**Texte du document:**
=======
Dans la laisse précédente, dame Aalais avait maudit son fils Raoul qui refusait d’écouter ses conseils et voulait provoquer la guerre des lignages afin d’obtenir des terres.
Bien sûr aussitôt la malédiction proférée elle le regrette amèrement, craignant qu’elle ne s’accomplisse. Elle se rend dans une église, se prosterne les bras en croix devant le crucifix et dit :
LV
« Glorieus Diex qi en crois fustes mis,
si con c’est voirs q’al jor del venredi
fustes penez qant Longis vos feri,
por pecheors vostre sanc espandi,
ren moi mon filg sain et sauf et gari.
Lasse, dolante, a grant tort l’ai maldi !
Ja l’ai je, lase, si doucement norri !
Se il i muer, bien doit estre gehi,
ce iert mervelle s’au coutel ne m’oci ! «
Ce qui signifie :
55
Dieu qui fûtes mis en croix, s’il est véridique que le Vendredi vous avez souffert sous le coup de Longin (il s’agit du nom du soldat qui infligea le coup de lance au Christ) et répandu votre sang pour nous qui sommes des pêcheurs, rendez-moi mon fils sain, sauf et entier. Je suis une misérable et j’ai fait une folie en le maudissant alors que je l’ai tendrement élevé. S’il meurt, personne ne peut dire le contraire, seul un miracle m’empêcherait de mettre fin à mes jours, de me tuer d’un coup de couteau. »
Comme vous le voyez, dans la littérature médiévale, on aime les extrêmes tant dans les paroles que dans les actes. Les personnages n’aiment pas le milieu, les positions non tranchées. Aalais maudit son fils ( violence verbale) et le regrette, implorant Dieu de l’écouter, menaçant même de mettre fin à ses jours (violence verbale à nouveau). Vous remarquerez aussi que l’orthographe des mots en ancien français fluctue. En effet, l’orthographe, en tant que graphie, n’est pas encore fixée et les scribes écrivent certains mots d’un façon, puis d’une autre… C’est le cas du mot fils, écrit ici en ancien français « filg » (voir la laisse ci-dessus) et que vous avez déjà vu différemment écrit.
Raoul reste sourd aux conseils de sa mère et part en guerre, donnant l’ordre de tout brûler sur le passage de ses troupes. Comme les chevaliers de cette époque, il est alors sous l’emprise de ce que l’on appelle le « furor guerrier ». Cela signifie qu’il ne se maîtrise plus vraiment, qu’il cherche l’apaisement dans la violence, qu’il est déterminé et incroyablement fort. On affectionne aussi les insultes, au Moyen Age. Rien ne l’arrêtera. Il se rend à Origny.
LXII
« Li quens R[aous] fu molt desmesurez.
=======
**Données enregistrées:**
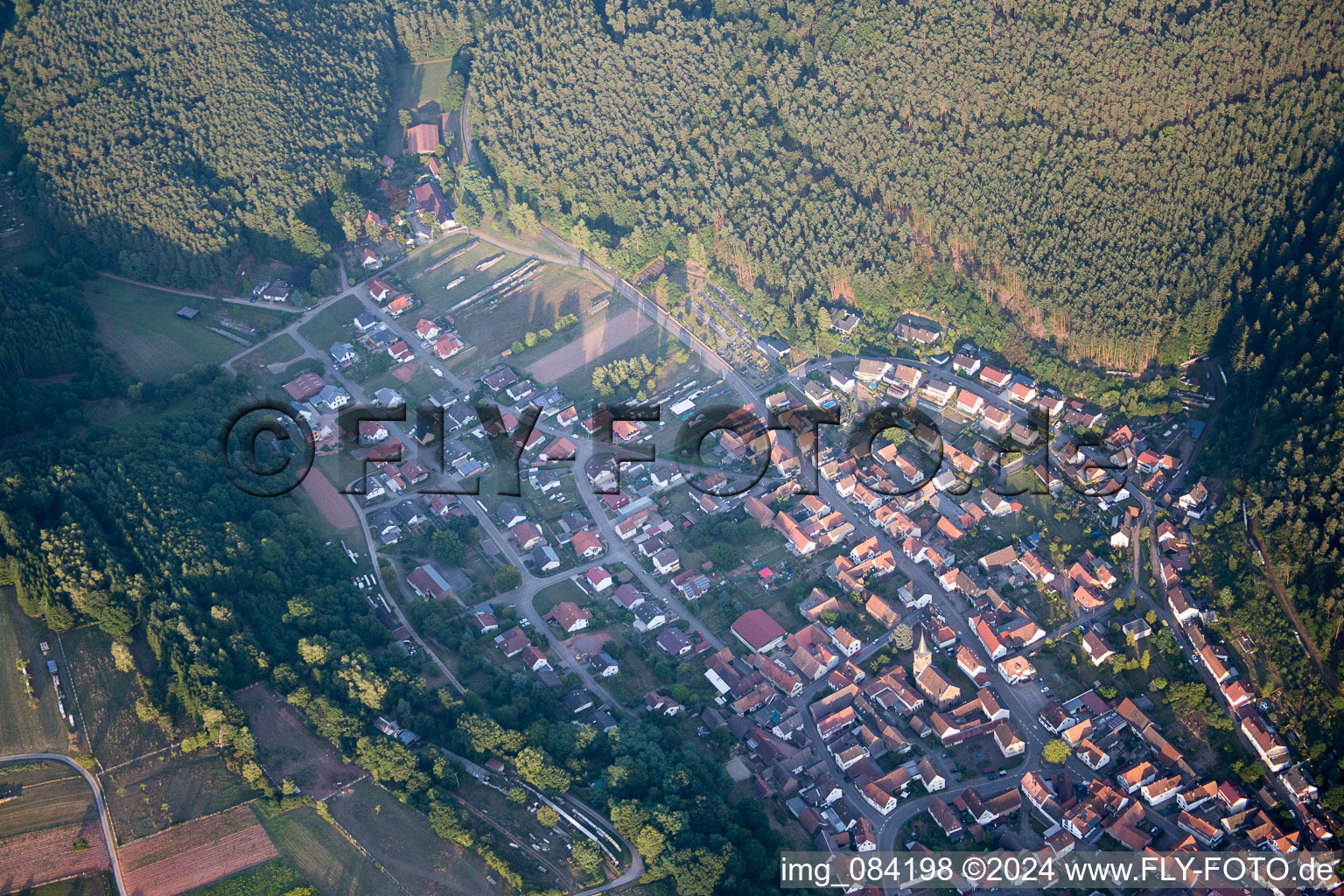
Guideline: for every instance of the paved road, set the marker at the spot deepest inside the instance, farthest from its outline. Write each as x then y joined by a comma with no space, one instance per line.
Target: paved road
=======
**Consignes de travail:**
1. Pour chacune des affirmations suivantes, indiquez par oui ou par non si elle concorde avec le texte sur dame Aalais et son fils Raoul, et citez mot pour mot le passage qui tranche : (a) Aalais va prier dans une église devant le crucifix ; (b) l’orthographe de l’ancien français était déjà fixée ; (c) Raoul suit les conseils de sa mère.
2. Prolongez le texte sur dame Aalais et son fils Raoul à partir de sa dernière phrase.
Le matériel n’intervient pas dans ce travail.

**Réponses par consigne:**
1.
(a) Oui : « Elle se rend dans une église, se prosterne les bras en croix devant le crucifix »
(b) Non : « l’orthographe, en tant que graphie, n’est pas encore fixée »
(c) Non : « Raoul reste sourd aux conseils de sa mère »

2.
« Fil a putain – ce dist li desreez –
je commandai el mostier fust mes trez,
tendus laiens, et li pommiaus doreiz. »
Traduction :
62
Le comte Raoul avait perdu toute sagesse.
« Fils de pute, dit l’insensé, j’ai ordonné que ma tente aux pommeaux dorés soit installée à l’intérieur de l’abbaye ! »
Les paroles de Raoul sont jugées scandaleuses, Guerri le lui fait remarquer. On ne dresse pas sa tente à l’intérieur d’une abbaye. Finalement, la tente est dressée sur l’herbe, à l’extérieur. Mais Raoul ordonne de démolir Origny. Les nonnes évacuent l’abbaye. Parmi elles, Marsent, la mère de Bernier qui est devenu l’ami de Raoul lequel l’a adoubé. Marsent s’adresse à Raoul et implore sa pitié, lui demandant de les épargner. Il accède à sa demande mais certains de ses soldats veulent piller Origny. Deux sont tués et le dernier, sauf, revient auprès de Raoul, disant que les gens d’Origny sont riches, orgueilleux et cruels. Il prétend que les habitants ont mis en pièce les deux soldats. Raoul qui a perdu tout discernement le croit et déclare :
LXVIII
A vois c’escrie : « Ferez, franc chevalier –
je vuel aler Origni pesoier !
Puis q’il me font la guere comencier,
se Diex m’aït, il le comparront chier ! »
Traduction :
68
Raoul s’écria : » Frappez, nobles chevaliers ! Je veux aller réduire Origny à l’état de ruines. Puisqu’ils m’ont obligé à commencer la guerre, je jure devant Dieu, qu’ils vont le regretter ! »
Ses hommes s’arment, enfilent les hauberts : l’attaque va commencer. Raoul ordonne que l’on mette le feu :
« Baron, touchiés li fu ! » (laisse LXIX)
Même des enfants périssent dans les flammes. Raoul avait pourtant promis à Marsent d’épargner les gens d’Origny. Il renie en cela sa promesse. La ville s’embrase et Raoul va commettre l’irréparable.
Je vous le raconterai une prochaine fois. A bientôt !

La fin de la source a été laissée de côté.